Lanjutkan teks di bawah tentang faktor biologis orientasi seksual, mulai tepat setelah kalimat terakhirnya.

:: TEKS YANG DIBERIKAN ::
____
Niklas Langstrom via studi laki-laki kembar, menemukan
petunjuk bagian-bagian dalam genome yang berperan membentuk perilaku seksual.
Riset Langstrom: sekitar 35% dari faktor-faktor orientasi seksual disebabkan
oleh pengaruh genetis, sebelum faktor-faktor lain mulai berpengaruh. Berbagai
riset genetis, sirkuit otak dan dampak hormon pada orientasi seksual, masih
akan terus berlanjut. Bukti yang ada menunjukkan bahwa beberapa otak manusia
berbeda tidak hanya terkait dengan perilaku gender, tapi juga orientasi
seksual. Lingkungan hormonal pra-kelahiran inilah yang menimbulkan dampak
permanen pada ciri-ciri perilaku, salah satunya adalah ketertarikan seksual.
Secara biologis, variasi genetis dan paparan hormonal pada otak laki-laki dan
perempuanlah yang menyebabkan ketertarikan sesama jenis. Jadi, seorang
laki-laki menjadi gay atau non-gay lebih dikarenakan oleh perbedaan struktur di
otak dan genetis. Bukan karena pola pengasuhan.
Dalam hal orientasi seksual, sebagian orang adalah
heteroseksual, sebagian lagi homoseksual, sebagian lainnya biseksual. Semuanya
normal. Ilmuwan lain berpendapat bahwa homoseksualitas disebabkan karena baik genetis maupun lingkungan saling berperan satu sama lain, dan hal itu membutuhkan penelitian lebih lanjut.
Apakah Homoseksualitas Ancaman bagi Reproduksi Manusia?
Hal lain yang kerap dituduhkan kepada LGBT adalah jika
semua orang di dunia berperilaku homoseksulitas maka reproduksi berhenti dan
manusia nantinya bisa punah. Pertanyaan yang sama bisa kita ajukan sebaliknya;
“Jika homoseksualitas dapat menyebabkan punahnya umat manusia, maka mengapa
sampai sekarang, gen yang membawa homoseksualitas tidak kunjung punah?”
Pertanyaan besarnya adalah, apakah homoseksual
bertentangan dengan nature?
Dalam jurnal Human Genetics, dikatakan bahwa ‘gay genes’ terbukti eksis.
____
:: DATA YANG DIBERIKAN ::
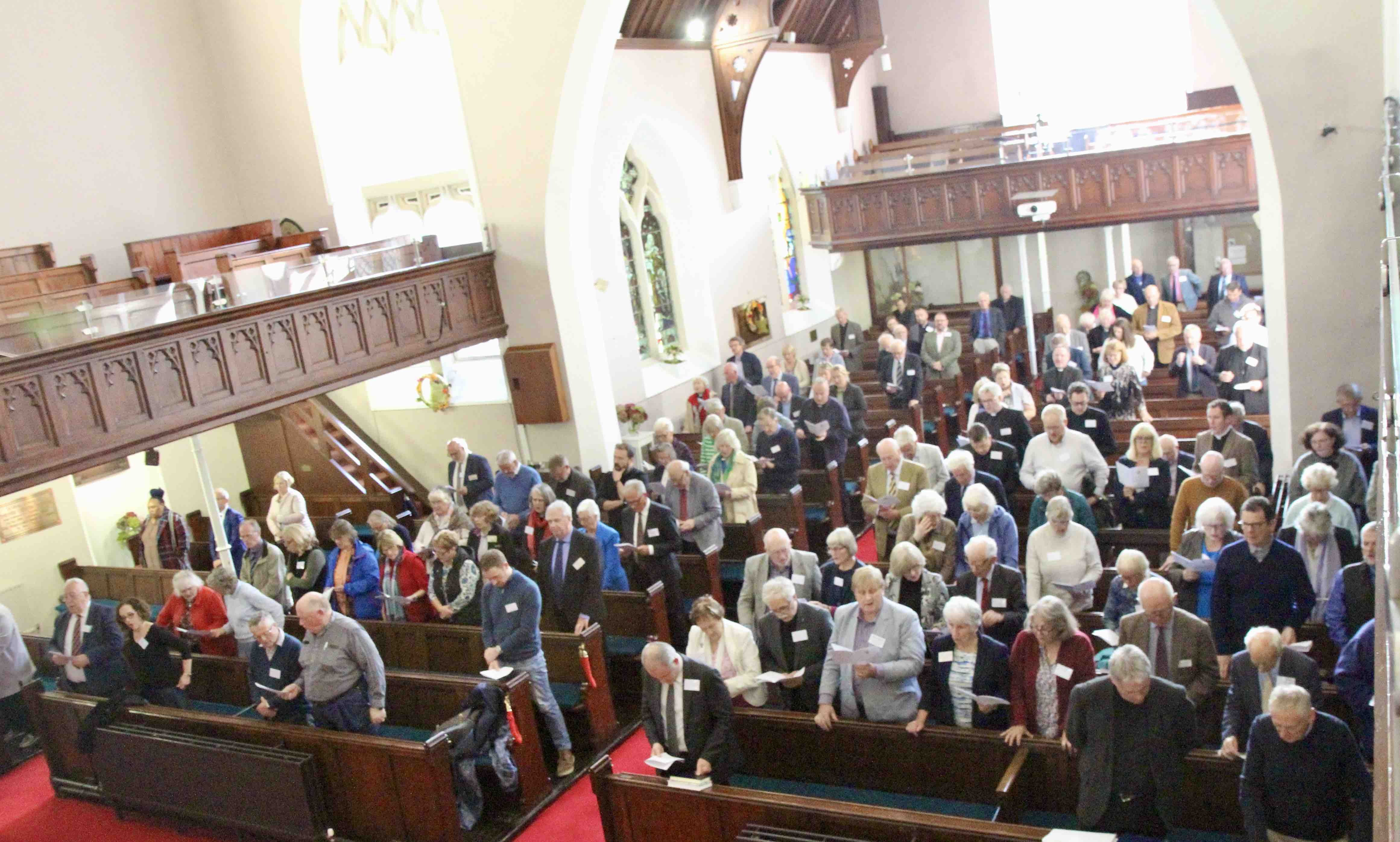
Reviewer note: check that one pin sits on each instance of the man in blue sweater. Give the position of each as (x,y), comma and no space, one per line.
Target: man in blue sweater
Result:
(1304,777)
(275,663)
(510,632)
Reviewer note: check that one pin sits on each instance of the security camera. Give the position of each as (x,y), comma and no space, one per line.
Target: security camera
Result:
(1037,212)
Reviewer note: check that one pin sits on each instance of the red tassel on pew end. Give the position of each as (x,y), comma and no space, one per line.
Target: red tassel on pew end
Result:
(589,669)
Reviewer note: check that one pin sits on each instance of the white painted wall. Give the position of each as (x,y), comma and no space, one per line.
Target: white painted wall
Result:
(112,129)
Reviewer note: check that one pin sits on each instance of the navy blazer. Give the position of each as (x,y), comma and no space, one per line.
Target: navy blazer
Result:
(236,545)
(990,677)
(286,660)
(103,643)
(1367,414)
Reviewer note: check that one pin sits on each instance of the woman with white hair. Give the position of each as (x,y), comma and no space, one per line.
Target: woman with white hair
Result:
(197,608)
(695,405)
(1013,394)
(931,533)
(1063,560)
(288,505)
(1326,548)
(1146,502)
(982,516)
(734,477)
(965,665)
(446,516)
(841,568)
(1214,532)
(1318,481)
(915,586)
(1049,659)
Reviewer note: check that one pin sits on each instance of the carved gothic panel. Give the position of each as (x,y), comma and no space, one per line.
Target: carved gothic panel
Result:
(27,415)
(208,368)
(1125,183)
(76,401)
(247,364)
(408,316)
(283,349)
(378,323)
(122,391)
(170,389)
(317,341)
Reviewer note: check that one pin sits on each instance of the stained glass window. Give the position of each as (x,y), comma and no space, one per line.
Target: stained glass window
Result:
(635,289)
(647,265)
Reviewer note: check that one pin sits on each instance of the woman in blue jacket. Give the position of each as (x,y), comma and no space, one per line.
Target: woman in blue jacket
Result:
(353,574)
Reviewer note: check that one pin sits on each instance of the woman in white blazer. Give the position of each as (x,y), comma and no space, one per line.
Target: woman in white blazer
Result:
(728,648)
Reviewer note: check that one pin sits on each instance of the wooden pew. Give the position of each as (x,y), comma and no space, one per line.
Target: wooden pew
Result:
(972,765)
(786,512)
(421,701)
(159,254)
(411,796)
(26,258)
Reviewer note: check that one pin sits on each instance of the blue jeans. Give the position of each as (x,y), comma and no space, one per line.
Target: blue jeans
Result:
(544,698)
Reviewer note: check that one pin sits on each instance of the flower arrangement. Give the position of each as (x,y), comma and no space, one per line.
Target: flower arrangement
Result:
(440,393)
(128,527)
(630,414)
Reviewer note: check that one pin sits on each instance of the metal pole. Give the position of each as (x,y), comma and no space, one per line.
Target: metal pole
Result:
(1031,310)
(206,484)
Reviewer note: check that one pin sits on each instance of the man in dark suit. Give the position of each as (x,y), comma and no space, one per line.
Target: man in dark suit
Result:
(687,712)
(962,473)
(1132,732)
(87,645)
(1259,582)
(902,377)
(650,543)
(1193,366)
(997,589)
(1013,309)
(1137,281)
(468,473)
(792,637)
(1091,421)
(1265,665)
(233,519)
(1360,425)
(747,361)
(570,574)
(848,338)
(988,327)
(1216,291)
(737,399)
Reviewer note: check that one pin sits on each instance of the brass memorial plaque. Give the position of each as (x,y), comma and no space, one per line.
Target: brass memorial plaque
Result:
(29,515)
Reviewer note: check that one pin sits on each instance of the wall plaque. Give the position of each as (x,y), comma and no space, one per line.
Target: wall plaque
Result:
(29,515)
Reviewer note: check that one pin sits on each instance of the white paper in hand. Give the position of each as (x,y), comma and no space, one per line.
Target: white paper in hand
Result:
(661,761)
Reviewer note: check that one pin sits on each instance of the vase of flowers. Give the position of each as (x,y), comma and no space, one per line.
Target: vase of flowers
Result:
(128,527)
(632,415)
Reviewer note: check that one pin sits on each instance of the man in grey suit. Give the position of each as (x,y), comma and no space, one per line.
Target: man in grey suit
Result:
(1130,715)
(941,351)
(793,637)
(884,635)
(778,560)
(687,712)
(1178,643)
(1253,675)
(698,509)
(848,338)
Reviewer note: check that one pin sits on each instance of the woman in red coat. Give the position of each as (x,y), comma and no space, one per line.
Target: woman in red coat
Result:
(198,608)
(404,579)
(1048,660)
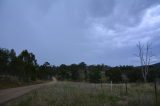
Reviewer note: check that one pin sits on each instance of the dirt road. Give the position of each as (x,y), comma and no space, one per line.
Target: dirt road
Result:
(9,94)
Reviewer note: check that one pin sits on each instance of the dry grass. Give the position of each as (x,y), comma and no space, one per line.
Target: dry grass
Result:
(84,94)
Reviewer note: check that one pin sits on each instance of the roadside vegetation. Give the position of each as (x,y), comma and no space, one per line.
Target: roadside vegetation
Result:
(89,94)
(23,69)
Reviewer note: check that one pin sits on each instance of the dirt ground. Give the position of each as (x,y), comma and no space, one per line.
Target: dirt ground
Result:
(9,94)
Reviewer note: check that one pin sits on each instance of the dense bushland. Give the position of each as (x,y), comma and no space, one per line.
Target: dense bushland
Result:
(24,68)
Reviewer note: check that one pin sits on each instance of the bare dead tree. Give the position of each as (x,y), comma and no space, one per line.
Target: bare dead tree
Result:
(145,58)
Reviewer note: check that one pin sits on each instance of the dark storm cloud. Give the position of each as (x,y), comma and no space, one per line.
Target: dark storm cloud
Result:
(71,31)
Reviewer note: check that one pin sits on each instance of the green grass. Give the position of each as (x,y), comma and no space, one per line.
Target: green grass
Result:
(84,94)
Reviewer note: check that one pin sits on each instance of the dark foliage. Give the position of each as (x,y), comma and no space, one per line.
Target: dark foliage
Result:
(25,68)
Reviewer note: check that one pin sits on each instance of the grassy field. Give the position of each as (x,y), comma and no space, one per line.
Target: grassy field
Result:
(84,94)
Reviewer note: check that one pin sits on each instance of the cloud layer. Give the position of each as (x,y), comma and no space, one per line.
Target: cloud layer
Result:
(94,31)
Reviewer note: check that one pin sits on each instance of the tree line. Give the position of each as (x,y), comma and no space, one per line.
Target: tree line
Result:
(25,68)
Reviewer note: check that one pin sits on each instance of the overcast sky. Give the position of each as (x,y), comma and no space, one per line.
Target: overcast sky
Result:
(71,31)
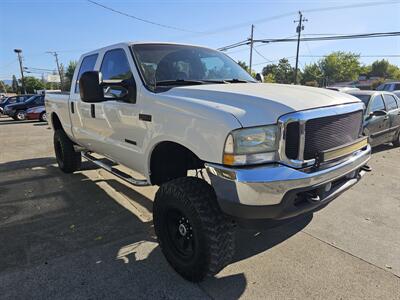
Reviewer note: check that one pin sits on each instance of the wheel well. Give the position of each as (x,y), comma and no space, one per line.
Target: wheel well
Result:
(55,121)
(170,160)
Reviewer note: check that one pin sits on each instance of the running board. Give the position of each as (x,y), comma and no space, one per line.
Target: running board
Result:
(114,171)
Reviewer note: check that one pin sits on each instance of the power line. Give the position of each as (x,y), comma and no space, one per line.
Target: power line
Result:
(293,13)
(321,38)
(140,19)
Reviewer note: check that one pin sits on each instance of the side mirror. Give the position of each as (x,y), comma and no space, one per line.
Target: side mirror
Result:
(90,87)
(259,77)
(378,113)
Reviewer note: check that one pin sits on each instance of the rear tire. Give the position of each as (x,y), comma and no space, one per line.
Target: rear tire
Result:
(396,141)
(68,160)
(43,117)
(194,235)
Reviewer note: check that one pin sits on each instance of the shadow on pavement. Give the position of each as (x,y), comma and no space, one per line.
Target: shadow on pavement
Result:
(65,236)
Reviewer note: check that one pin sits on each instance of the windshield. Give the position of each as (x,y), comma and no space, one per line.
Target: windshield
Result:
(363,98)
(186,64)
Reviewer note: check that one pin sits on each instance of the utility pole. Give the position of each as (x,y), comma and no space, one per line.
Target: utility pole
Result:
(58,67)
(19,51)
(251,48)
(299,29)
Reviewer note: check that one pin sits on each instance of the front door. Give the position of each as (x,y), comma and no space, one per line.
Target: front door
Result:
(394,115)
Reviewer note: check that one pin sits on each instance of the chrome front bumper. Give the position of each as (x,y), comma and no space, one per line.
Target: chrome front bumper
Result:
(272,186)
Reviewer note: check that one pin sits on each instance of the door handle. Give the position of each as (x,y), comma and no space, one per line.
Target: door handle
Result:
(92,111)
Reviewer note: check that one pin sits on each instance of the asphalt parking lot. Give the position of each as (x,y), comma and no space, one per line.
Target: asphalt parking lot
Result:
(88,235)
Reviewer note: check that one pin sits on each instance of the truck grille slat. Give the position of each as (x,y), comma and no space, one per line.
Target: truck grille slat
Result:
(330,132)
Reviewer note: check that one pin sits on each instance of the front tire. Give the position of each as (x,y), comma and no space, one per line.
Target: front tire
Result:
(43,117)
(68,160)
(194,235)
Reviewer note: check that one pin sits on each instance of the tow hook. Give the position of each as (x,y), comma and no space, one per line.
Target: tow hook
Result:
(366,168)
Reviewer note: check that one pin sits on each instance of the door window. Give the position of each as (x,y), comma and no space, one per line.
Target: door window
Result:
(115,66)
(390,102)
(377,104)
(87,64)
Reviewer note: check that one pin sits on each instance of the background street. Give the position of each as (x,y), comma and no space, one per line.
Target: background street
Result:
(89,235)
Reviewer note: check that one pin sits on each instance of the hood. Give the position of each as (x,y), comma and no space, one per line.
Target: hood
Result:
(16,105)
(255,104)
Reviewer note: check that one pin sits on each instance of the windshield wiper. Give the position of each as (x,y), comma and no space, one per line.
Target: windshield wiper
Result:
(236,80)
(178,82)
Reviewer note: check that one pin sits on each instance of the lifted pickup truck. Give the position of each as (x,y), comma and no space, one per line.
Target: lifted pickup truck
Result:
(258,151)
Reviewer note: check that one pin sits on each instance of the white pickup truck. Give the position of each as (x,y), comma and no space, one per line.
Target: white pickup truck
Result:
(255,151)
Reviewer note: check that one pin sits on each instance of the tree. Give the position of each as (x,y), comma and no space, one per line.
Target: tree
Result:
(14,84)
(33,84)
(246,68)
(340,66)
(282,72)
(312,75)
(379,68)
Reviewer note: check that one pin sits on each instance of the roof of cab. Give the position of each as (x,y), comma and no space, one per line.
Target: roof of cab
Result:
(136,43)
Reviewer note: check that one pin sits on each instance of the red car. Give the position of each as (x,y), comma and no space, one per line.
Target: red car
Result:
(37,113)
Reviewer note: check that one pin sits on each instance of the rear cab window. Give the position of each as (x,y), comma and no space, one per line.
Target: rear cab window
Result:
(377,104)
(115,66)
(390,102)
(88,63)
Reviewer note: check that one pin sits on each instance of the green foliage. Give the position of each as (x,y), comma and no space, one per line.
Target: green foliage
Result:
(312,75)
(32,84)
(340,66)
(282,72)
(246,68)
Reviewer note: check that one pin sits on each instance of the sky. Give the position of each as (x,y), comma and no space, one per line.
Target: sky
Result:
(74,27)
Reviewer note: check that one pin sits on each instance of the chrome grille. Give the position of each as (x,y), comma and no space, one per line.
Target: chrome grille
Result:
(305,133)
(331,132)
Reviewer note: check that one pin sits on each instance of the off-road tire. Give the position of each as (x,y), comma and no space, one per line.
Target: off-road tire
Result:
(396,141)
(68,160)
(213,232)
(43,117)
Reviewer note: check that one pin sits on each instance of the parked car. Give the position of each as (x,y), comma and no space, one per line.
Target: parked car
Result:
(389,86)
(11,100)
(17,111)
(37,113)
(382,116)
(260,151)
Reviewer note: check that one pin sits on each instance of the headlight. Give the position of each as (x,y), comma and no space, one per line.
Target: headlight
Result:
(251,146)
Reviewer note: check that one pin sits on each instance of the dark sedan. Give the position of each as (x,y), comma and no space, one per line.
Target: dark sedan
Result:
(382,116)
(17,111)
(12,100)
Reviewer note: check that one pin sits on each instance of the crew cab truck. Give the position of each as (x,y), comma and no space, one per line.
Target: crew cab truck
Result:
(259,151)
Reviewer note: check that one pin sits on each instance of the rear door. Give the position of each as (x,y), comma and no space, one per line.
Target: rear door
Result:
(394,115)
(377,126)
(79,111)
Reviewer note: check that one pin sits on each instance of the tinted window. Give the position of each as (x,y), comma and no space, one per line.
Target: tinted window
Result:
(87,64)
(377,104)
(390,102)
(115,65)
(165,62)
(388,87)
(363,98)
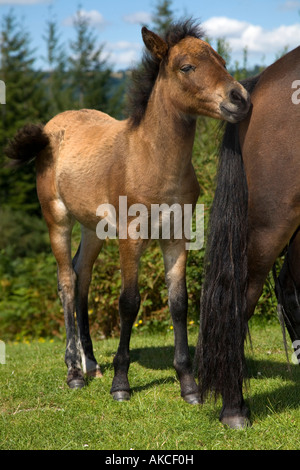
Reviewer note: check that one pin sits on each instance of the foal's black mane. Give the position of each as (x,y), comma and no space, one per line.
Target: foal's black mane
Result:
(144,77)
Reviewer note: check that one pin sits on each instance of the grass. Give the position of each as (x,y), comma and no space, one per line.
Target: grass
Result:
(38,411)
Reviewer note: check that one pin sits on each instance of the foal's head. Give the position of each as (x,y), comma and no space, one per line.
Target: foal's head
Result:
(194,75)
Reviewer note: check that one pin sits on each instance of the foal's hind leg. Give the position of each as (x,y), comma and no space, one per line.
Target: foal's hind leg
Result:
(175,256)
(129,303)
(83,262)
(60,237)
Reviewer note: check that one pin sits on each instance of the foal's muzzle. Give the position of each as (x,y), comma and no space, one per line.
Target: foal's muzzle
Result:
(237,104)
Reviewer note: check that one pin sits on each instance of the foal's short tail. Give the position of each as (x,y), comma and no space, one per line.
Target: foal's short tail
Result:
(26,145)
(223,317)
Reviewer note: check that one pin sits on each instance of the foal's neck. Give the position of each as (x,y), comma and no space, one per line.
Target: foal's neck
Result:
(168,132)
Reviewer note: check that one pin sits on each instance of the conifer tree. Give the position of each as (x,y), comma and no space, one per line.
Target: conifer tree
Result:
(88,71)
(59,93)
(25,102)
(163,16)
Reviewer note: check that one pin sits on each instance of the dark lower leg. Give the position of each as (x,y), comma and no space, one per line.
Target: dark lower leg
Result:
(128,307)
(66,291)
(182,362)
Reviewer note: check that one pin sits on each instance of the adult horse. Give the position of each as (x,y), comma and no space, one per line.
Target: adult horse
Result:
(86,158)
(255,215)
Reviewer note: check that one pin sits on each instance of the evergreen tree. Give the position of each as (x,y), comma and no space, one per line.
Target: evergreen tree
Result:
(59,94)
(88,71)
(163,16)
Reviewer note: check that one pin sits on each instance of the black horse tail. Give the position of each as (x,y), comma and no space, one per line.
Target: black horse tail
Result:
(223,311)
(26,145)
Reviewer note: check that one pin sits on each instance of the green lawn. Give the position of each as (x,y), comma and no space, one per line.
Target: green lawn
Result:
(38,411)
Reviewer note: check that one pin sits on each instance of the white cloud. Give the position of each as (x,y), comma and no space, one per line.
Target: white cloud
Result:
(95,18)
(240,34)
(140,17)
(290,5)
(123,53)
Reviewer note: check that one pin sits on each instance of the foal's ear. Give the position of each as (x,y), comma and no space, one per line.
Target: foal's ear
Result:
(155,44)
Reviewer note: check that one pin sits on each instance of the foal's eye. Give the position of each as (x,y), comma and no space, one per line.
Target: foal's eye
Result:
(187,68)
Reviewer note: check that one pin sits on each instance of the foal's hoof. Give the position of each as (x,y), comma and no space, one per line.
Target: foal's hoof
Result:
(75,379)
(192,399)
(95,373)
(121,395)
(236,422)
____
:: JAWABAN LATIHAN ::
Sven Bocklandt dari University of California, Los Angeles, menjelaskan
tentang kromosom.
Kromosom adalah molekul seperti benang besar yang
mengandung instruksi genetik organisme. Manusia sendiri memiliki 46 kromosom
atau 23 pasang kromosom di dalam setiap sel yang berfungsi untuk menahan
sekitar 25.000 gen. Dari 23 pasang kromosom tersebut maka tiap satu setnya
berasal dari sel ibu (dari sel telur) sedangkan sisa set yang lain berasal sang
ayah (dari sperma).
Dari total 46 kromosom tersebut maka 22 pasangannya (44
kromosom) merupakan kromosom yang sama baik pada pria atau wanita, disebut juga
denganautosom. Sedangkan pasangan yang ke 23 merupakan
kromosom kelamin yang berbeda jenisnya untuk pria ataupun wanita. Wanita akan
mempunyai 2 kromosom X (XX) sedangkan pria akan mempunyai 1 kromosom X dan 1
kromosom Y (XY).
Meskipun wanita memiliki dua kromosom X, hanya satu yang
fungsional karena yang lain tidak aktif melalui proses yang disebut ‘metilasi’
(methylation).
Jika kedua kromosom X pada perempuan tetap aktif, maka
akan ada kelebihan materi genetik, yang dapat menimbulkan efek dari protein
berlebih. Down syndrome, misalnya, adalah hasil dari kehadiran
tambahan salinan kromosom 21.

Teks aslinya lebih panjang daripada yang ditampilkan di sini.